> _Data to use_:
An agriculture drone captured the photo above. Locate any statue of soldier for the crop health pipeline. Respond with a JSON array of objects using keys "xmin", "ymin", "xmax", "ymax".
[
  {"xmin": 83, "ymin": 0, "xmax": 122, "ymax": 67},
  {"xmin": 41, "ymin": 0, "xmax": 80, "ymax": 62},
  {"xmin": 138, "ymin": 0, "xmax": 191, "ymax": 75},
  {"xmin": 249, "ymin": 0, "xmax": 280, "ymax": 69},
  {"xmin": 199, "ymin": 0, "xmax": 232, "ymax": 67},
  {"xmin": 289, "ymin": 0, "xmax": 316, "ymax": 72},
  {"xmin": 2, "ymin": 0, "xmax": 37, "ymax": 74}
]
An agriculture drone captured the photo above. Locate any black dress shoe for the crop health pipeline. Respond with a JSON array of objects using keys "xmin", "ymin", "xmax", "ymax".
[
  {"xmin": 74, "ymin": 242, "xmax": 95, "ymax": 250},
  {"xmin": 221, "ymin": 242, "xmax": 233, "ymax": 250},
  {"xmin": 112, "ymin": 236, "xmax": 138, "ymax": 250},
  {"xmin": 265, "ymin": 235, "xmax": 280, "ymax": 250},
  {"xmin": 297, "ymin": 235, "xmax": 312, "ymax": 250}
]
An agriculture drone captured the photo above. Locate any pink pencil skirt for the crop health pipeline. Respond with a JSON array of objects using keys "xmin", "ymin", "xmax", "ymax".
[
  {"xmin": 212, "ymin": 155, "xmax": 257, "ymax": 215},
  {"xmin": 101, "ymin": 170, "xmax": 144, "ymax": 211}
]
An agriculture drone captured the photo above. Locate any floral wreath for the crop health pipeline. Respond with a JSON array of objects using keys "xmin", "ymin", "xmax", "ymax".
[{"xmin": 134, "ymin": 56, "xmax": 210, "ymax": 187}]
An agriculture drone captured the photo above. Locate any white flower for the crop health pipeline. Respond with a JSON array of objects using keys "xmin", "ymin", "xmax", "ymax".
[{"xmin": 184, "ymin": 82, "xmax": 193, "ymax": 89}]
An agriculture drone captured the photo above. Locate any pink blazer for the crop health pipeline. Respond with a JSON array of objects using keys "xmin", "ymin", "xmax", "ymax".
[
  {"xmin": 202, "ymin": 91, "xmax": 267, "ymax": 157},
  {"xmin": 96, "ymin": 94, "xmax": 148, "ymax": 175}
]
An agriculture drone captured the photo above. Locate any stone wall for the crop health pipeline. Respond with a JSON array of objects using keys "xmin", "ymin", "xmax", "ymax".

> _Goal of the exercise_: Please collect every line of the material above that contains the word "Respond", where capitalization must match.

> _Output below_:
An agriculture drone captured the photo above. Locate any statue of soldier for the crop health pipeline. Respond with a JSON array of objects using keys "xmin", "ymin", "xmax", "ymax".
An agriculture drone captured the photo above. Locate any black dress shoe for the crop health pipeline. Respond with a JSON array of objects using keys "xmin", "ymin", "xmax", "ymax".
An agriculture drone captured the photo above. Locate any pink pencil skirt for the crop health pipeline. Respond with a JSON array of objects using keys "xmin", "ymin", "xmax", "ymax".
An agriculture drone captured the photo above. Locate any floral wreath for the crop health pipeline. Respond with a JSON array of objects using keys "xmin", "ymin", "xmax", "ymax".
An agriculture drone captured the photo above. Locate any white flower for the crop health pipeline. Respond with a JSON array of objects using keys "xmin", "ymin", "xmax", "ymax".
An agriculture drone captured the photo above. Locate any pink blazer for the crop health pipeline. Respond with a JSON array of objects using keys "xmin", "ymin", "xmax", "ymax".
An agriculture drone captured the photo above. Locate any stone wall for the crop health pipeline. Respond with a JSON array of objects using keys "xmin", "ymin", "xmax", "ymax".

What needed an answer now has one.